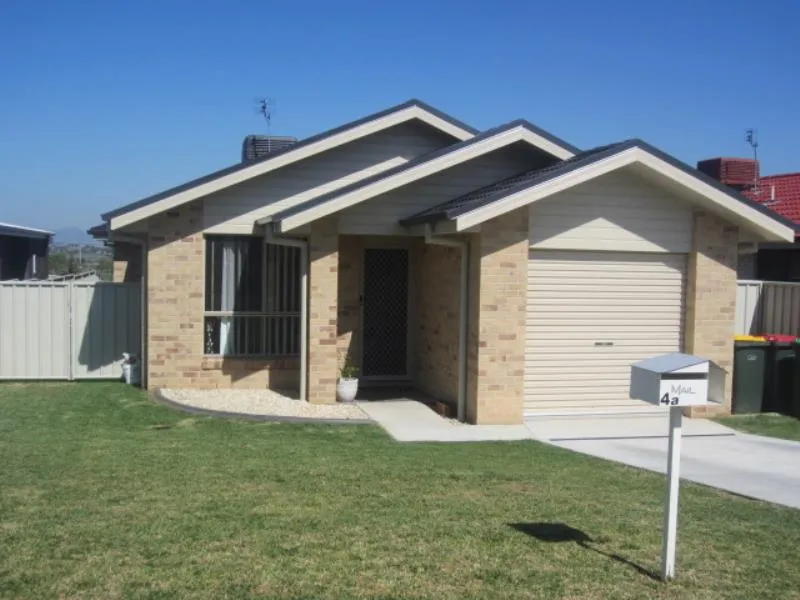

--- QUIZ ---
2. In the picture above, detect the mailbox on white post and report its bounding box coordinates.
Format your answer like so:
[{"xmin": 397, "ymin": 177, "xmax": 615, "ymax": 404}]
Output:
[
  {"xmin": 631, "ymin": 352, "xmax": 725, "ymax": 407},
  {"xmin": 630, "ymin": 352, "xmax": 725, "ymax": 581}
]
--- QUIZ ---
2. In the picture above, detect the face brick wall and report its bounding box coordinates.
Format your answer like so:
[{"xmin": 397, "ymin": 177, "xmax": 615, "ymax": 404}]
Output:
[
  {"xmin": 412, "ymin": 244, "xmax": 461, "ymax": 406},
  {"xmin": 684, "ymin": 212, "xmax": 739, "ymax": 416},
  {"xmin": 147, "ymin": 202, "xmax": 299, "ymax": 390},
  {"xmin": 336, "ymin": 235, "xmax": 364, "ymax": 368},
  {"xmin": 467, "ymin": 208, "xmax": 528, "ymax": 424},
  {"xmin": 308, "ymin": 217, "xmax": 339, "ymax": 404}
]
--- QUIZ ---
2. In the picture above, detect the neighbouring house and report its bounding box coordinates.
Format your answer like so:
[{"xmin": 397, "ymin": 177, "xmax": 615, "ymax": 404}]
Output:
[
  {"xmin": 697, "ymin": 158, "xmax": 800, "ymax": 281},
  {"xmin": 94, "ymin": 100, "xmax": 795, "ymax": 424},
  {"xmin": 0, "ymin": 223, "xmax": 53, "ymax": 281}
]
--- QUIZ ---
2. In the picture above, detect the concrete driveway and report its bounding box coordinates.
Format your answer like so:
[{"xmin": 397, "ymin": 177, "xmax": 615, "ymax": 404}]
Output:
[{"xmin": 526, "ymin": 413, "xmax": 800, "ymax": 508}]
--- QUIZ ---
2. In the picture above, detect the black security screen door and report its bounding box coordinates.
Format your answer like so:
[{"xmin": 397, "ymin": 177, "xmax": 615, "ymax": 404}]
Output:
[{"xmin": 361, "ymin": 249, "xmax": 408, "ymax": 378}]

* * * * * * * * *

◆ Written instruction ◆
Please rewrite the data above, swapping every "detect" for "locate" and changing nothing else. Leave the pictures out.

◆ Exercise answer ◆
--- QUIZ ---
2. In the picture above, locate the mailbox on white post and report its bounding box coordinates.
Format your answer like so:
[{"xmin": 397, "ymin": 177, "xmax": 615, "ymax": 404}]
Output:
[
  {"xmin": 631, "ymin": 352, "xmax": 725, "ymax": 407},
  {"xmin": 630, "ymin": 352, "xmax": 725, "ymax": 581}
]
--- QUIZ ---
2. In the picture above, locate the face brick wall and report its bounding box coordinates.
Format your answer like so:
[{"xmin": 397, "ymin": 177, "xmax": 615, "ymax": 404}]
Output:
[
  {"xmin": 412, "ymin": 244, "xmax": 461, "ymax": 406},
  {"xmin": 684, "ymin": 212, "xmax": 739, "ymax": 416},
  {"xmin": 147, "ymin": 202, "xmax": 299, "ymax": 390},
  {"xmin": 336, "ymin": 235, "xmax": 364, "ymax": 368},
  {"xmin": 467, "ymin": 208, "xmax": 528, "ymax": 424},
  {"xmin": 308, "ymin": 217, "xmax": 339, "ymax": 404}
]
--- QUIZ ---
2. In the picture above, locate the neighbouring house and report its bounding box coordinates.
Format your answer like so:
[{"xmin": 397, "ymin": 177, "xmax": 615, "ymax": 404}]
Output:
[
  {"xmin": 697, "ymin": 158, "xmax": 800, "ymax": 281},
  {"xmin": 94, "ymin": 100, "xmax": 795, "ymax": 424},
  {"xmin": 0, "ymin": 223, "xmax": 53, "ymax": 281}
]
--- QUIZ ---
2. In the picture above, locate the concrete driveway and report its bounding box coordinates.
Format your answer like so:
[{"xmin": 397, "ymin": 177, "xmax": 615, "ymax": 404}]
Output:
[{"xmin": 526, "ymin": 413, "xmax": 800, "ymax": 508}]
--- QUIZ ---
2. In the picture above, locate the black security screen door and report its bounding box coordinates.
Format your answer like so:
[{"xmin": 397, "ymin": 177, "xmax": 615, "ymax": 404}]
Output:
[{"xmin": 361, "ymin": 249, "xmax": 408, "ymax": 378}]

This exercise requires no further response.